▶ _Given information_
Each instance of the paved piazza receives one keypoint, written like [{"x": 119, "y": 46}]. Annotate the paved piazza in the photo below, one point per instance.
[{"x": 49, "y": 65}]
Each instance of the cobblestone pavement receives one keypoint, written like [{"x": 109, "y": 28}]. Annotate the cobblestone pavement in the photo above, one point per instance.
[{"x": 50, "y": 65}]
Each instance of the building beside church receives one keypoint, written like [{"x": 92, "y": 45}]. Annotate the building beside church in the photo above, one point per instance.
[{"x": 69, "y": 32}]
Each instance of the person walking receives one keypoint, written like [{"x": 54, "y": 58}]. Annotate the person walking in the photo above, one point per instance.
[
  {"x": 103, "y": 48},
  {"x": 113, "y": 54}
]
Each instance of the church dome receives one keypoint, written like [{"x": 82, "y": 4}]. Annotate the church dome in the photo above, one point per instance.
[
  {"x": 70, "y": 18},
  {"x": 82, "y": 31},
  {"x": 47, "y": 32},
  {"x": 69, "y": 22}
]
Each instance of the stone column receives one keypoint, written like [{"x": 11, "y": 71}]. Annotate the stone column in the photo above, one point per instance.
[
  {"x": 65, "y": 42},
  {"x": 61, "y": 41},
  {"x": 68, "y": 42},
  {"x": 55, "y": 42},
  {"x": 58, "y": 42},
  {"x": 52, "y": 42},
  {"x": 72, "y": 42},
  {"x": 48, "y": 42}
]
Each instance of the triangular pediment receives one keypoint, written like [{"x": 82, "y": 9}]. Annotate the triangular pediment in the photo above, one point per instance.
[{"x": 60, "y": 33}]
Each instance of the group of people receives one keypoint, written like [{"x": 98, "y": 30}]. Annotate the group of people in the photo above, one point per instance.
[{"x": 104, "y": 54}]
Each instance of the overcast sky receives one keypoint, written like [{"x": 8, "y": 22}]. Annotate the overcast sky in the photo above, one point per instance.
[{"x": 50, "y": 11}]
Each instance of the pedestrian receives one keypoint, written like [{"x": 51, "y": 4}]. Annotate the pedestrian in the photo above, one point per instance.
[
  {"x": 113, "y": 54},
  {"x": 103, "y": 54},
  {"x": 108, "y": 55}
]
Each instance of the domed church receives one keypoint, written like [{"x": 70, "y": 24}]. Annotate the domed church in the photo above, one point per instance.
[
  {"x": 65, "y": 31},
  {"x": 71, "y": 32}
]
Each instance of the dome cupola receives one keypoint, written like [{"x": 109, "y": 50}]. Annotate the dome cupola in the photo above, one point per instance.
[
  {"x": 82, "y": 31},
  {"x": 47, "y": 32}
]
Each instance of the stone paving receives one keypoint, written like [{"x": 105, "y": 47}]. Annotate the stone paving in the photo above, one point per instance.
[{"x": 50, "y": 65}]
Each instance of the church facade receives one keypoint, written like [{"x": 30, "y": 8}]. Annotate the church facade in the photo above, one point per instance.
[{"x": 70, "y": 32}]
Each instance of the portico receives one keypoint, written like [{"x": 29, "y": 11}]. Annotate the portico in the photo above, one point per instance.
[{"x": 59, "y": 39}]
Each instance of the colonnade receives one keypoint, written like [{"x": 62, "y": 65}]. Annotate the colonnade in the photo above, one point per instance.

▶ _Problem statement_
Restate each record exactly as written.

▶ _Final result_
Each instance of the paved piazza receives one keypoint, written like [{"x": 119, "y": 46}]. Annotate the paved piazza in the photo below, one point per instance.
[{"x": 49, "y": 65}]
Each instance of the cobblestone pavement receives one keypoint, written like [{"x": 109, "y": 28}]. Annotate the cobblestone pavement in the photo above, one point per instance.
[{"x": 50, "y": 65}]
Each instance of the building beside church receives one keypoint, written like [{"x": 92, "y": 45}]. Annotate the building beside church in the photo above, one point per instance.
[{"x": 69, "y": 32}]
Each instance of the person walking receives one keypoint, written like [{"x": 54, "y": 58}]. Annotate the person walking in the photo above, one point per instance.
[
  {"x": 103, "y": 48},
  {"x": 113, "y": 54}
]
Each instance of the church dome receives one keypoint, written like [{"x": 82, "y": 4}]. Annotate the church dome in the photo above, one point per instance.
[
  {"x": 70, "y": 18},
  {"x": 82, "y": 31},
  {"x": 47, "y": 32},
  {"x": 69, "y": 22}
]
Each instance of the stone column receives one keypoint, written like [{"x": 11, "y": 71}]. Annotate the stone column in the photo above, one point per instance.
[
  {"x": 65, "y": 42},
  {"x": 61, "y": 41},
  {"x": 68, "y": 42},
  {"x": 55, "y": 42},
  {"x": 58, "y": 42},
  {"x": 52, "y": 42},
  {"x": 72, "y": 42},
  {"x": 48, "y": 42}
]
Each instance of the triangular pediment receives one keypoint, written like [{"x": 82, "y": 9}]. Annotate the triangular pediment in the photo above, one point per instance.
[{"x": 60, "y": 33}]
Each instance of the group of people receives one keypoint, written like [{"x": 98, "y": 30}]. Annotate the group of people in the photo above, one point per instance.
[{"x": 104, "y": 54}]
Each instance of the overcast sky receives one keypoint, written like [{"x": 8, "y": 22}]. Annotate the overcast sky in the photo above, one point per instance.
[{"x": 50, "y": 11}]
Each instance of the pedestrian receives one keypoint, written like [{"x": 51, "y": 4}]. Annotate the pedestrian in the photo above, one point per instance.
[
  {"x": 113, "y": 54},
  {"x": 103, "y": 54},
  {"x": 108, "y": 55}
]
Each instance of the domed church receives one keypoint, written like [{"x": 70, "y": 24}]. Annotate the domed church in the photo above, one point per instance.
[
  {"x": 65, "y": 31},
  {"x": 71, "y": 32}
]
Each instance of the dome cupola receives one keypoint, written like [{"x": 109, "y": 50}]. Annotate the dome cupola in the photo above, one point per instance.
[
  {"x": 82, "y": 31},
  {"x": 47, "y": 32}
]
Each instance of the stone paving receives one keypoint, written like [{"x": 105, "y": 47}]. Annotate the stone paving in the photo above, one point per instance.
[{"x": 50, "y": 65}]
Each instance of the church facade receives one keypoint, written like [{"x": 30, "y": 8}]. Annotate the church facade in the photo above, one point per instance.
[{"x": 70, "y": 32}]
Each instance of the portico receives one keypoint, written like [{"x": 29, "y": 11}]. Annotate the portico in the photo above, one point per instance.
[{"x": 59, "y": 39}]
Each instance of the colonnade receives one keypoint, written like [{"x": 62, "y": 65}]. Annotate the colonnade in the photo above, one point per instance.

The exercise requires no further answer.